##### PAGE EXCERPT
The New Russian Diaspora: Russian Minorities in the Former Soviet Republics

The New Russian Diaspora: Russian Minorities in the Former Soviet Republics

The New Russian Diaspora: Russian Minorities in the Former Soviet Republics

The New Russian Diaspora: Russian Minorities in the Former Soviet Republics

Synopsis

"In the wake of the USSR's collapse, more than 25 million Russians found themselves living outside Russian territory. Just as uncertain as their citizenship status was the role they would play in the future - whether as homeless refugees in an unstable Russia or as a minority group of uncertain loyalty in other former Soviet republics. This volume, prepared under the sponsorship of the Kennan Institute for Advanced Russian Studies, offers a comprehensive and amply documented examination of these questions." Title Summary field provided by Blackwell North America, Inc. All Rights Reserved

Excerpt

It is clear that by 1989-90, Russian minorities in the republics had become one of the most crucial political agents in the process that ultimately led to the death of the Soviet empire and the turbulent events that ensued on the territory of the former Soviet Union.
##########
(GIVEN TASK 1):
From the records below, pull out every line from the first one through the line containing "x=324 y=177", and copy them without a single change.
(GIVEN TASK 2):
Continue the book excerpt on Russian minorities in the former Soviet republics from the point where it stops.
##### INPUT MATERIAL
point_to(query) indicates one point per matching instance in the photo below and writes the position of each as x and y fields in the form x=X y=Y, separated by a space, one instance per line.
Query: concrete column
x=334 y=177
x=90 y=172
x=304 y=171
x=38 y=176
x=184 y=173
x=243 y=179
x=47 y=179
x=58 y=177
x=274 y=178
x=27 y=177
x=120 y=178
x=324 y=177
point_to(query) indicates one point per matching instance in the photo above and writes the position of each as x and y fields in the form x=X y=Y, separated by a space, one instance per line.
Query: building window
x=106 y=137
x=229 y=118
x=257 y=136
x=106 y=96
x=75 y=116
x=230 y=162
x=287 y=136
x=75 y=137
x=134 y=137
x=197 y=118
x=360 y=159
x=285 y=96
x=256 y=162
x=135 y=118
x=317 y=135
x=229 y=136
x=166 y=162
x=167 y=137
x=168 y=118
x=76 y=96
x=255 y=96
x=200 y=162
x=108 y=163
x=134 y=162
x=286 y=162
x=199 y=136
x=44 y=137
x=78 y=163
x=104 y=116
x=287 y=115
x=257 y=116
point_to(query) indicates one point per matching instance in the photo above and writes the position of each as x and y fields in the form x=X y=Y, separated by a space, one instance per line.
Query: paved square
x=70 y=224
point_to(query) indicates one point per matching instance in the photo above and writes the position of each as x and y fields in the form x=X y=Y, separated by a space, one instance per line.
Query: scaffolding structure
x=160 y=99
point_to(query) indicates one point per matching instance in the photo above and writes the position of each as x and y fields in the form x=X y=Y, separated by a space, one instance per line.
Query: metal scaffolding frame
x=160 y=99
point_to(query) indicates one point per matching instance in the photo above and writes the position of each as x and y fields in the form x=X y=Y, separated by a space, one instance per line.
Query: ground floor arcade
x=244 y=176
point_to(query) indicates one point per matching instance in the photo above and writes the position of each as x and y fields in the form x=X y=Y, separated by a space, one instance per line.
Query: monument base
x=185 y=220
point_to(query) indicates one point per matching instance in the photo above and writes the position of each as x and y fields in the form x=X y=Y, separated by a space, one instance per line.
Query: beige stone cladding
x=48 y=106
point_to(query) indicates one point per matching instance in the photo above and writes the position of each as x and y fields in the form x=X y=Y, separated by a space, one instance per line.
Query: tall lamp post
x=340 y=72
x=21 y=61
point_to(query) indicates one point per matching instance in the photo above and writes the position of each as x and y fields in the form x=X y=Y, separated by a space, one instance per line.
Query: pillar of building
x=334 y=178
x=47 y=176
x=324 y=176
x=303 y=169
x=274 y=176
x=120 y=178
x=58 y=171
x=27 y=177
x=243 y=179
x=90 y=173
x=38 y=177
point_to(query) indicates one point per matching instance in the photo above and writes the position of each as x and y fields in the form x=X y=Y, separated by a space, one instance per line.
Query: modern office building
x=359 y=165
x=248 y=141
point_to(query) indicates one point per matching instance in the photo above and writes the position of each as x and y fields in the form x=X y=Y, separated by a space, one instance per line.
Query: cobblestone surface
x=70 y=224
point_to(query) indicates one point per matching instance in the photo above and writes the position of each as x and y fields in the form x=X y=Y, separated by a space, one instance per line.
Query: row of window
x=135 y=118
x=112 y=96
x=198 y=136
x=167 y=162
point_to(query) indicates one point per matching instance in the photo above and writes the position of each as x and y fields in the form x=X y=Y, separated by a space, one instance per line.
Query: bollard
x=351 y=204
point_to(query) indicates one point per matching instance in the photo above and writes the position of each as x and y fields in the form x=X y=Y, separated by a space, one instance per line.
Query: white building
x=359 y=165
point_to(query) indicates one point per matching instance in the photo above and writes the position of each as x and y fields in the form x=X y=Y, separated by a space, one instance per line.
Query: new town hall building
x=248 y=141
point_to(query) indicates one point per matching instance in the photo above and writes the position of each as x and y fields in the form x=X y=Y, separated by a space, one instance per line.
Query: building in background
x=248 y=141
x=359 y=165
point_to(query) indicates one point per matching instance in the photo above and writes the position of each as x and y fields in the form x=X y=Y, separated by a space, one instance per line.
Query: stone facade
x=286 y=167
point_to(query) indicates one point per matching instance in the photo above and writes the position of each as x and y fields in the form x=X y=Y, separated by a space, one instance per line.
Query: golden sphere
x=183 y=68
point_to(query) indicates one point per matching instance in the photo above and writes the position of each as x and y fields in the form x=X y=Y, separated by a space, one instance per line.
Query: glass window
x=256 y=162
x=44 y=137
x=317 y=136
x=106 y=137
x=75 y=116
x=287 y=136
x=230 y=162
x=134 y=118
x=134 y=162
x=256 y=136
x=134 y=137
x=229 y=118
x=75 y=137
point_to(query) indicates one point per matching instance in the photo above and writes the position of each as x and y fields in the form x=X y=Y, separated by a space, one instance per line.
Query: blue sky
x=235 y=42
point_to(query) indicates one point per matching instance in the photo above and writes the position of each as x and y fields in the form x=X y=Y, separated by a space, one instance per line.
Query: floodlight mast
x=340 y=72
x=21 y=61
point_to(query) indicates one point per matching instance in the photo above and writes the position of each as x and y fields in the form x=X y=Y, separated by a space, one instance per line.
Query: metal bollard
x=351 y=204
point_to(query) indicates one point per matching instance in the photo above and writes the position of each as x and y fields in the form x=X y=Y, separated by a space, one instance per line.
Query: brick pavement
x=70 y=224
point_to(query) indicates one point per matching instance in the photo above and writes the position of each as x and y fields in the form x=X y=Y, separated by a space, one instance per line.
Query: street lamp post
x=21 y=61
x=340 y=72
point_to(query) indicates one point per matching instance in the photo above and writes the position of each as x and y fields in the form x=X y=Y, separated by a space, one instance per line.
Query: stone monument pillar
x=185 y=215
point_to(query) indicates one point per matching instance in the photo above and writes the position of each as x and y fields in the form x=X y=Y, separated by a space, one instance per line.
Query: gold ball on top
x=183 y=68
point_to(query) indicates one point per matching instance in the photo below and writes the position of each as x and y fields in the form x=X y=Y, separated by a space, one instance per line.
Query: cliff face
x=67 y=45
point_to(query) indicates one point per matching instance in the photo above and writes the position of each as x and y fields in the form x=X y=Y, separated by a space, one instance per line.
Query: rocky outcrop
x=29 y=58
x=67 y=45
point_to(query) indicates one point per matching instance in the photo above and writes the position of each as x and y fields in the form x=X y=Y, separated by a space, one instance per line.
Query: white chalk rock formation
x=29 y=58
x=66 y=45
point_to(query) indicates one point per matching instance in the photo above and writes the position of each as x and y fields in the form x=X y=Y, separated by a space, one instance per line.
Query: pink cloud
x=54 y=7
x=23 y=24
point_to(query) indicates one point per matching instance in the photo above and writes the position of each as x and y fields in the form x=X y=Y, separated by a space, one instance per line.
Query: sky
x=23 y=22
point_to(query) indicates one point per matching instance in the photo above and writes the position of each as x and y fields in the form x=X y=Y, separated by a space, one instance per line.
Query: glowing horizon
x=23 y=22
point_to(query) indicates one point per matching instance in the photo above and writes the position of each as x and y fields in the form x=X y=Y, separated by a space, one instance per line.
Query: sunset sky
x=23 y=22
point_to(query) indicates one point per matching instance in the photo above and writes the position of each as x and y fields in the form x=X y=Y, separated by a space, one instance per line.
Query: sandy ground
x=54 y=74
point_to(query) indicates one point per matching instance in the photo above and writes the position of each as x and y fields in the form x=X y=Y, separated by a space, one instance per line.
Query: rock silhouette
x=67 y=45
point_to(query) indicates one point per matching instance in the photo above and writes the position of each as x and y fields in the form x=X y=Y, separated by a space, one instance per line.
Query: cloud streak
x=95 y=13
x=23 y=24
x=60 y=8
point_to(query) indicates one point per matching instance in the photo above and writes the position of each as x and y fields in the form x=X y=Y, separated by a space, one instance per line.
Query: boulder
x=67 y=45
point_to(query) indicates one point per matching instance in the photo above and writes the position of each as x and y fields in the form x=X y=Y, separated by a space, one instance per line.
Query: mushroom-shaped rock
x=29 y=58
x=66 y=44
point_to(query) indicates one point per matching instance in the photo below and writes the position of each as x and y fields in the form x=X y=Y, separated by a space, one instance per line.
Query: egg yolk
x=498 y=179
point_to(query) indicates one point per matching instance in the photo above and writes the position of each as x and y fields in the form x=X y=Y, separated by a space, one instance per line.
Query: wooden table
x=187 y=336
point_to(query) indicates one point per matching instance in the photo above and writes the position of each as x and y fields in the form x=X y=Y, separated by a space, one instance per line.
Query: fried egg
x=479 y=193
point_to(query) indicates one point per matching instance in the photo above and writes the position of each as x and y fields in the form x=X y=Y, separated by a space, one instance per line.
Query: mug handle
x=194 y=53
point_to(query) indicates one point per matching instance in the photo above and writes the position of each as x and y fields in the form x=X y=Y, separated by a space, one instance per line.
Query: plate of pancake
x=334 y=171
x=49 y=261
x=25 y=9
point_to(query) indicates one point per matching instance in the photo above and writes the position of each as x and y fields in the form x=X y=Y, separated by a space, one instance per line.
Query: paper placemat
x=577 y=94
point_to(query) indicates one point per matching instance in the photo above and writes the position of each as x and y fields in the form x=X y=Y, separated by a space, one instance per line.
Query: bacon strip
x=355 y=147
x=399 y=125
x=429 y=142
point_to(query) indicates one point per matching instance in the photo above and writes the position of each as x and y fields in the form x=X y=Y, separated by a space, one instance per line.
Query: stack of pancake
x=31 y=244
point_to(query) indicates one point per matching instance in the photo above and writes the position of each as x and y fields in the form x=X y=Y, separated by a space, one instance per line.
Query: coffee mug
##########
(EXPECTED ANSWER 1):
point_to(query) indicates one point per matching instance in the photo below and writes the position of each as x and y fields in the form x=X y=Y, separated by a space, one instance per line.
Query: concrete column
x=334 y=177
x=90 y=172
x=304 y=171
x=38 y=176
x=184 y=173
x=243 y=179
x=47 y=179
x=58 y=177
x=274 y=178
x=27 y=177
x=120 y=178
x=324 y=177

(EXPECTED ANSWER 2):
Prior to 1987, Russian minorities within other national entities had not been much in evidence as independent political agents. In the 1970s, of course, in association with the growth of nationalist sentiments in certain organizations and the increasing autonomy of local officials, the Russians had already begun to experience the eclipse of their Big Brother role and even discern evidence of subtle discrimination. But serious efforts on the part of Ukrainian nationalists to strengthen their position (recall the arrests that took place in Kiev and Lvov, the Ivan Dziuba affair, the persecution of the poet Lina Kostenko, and other incidents) were ruthlessly crushed by Brezhnev.

At first Russian minorities reacted with surprise to the growth after 1985 of local nationalism which was, after all, unprecedented in Soviet history. Then came the realization that their lives in the far-flung regions where many of them had been born or had lived for decades would never be the same. New processes required of every Russian a reevaluation of fundamental conditions that most had never even questioned. This secondary ideologization of the Russian population (which took place in one form or another among all Soviet people, even the most politically naive) made the differentiation of this minority inevitable. This happened very differently in various regions, depending on specific conditions.

The idea of holding a conference on the fate of Russian minorities in the USSR was conceived in 1989. To those who realized as early as the 1987 events in Nagorno-Karabakh that the Soviet Union's ways were irreconcilable with democratic processes (one of the authors published an article on this subject at the beginning of 1987), it had already become clear that in many parts of the country the Russians' status would change from that of representatives of an . . .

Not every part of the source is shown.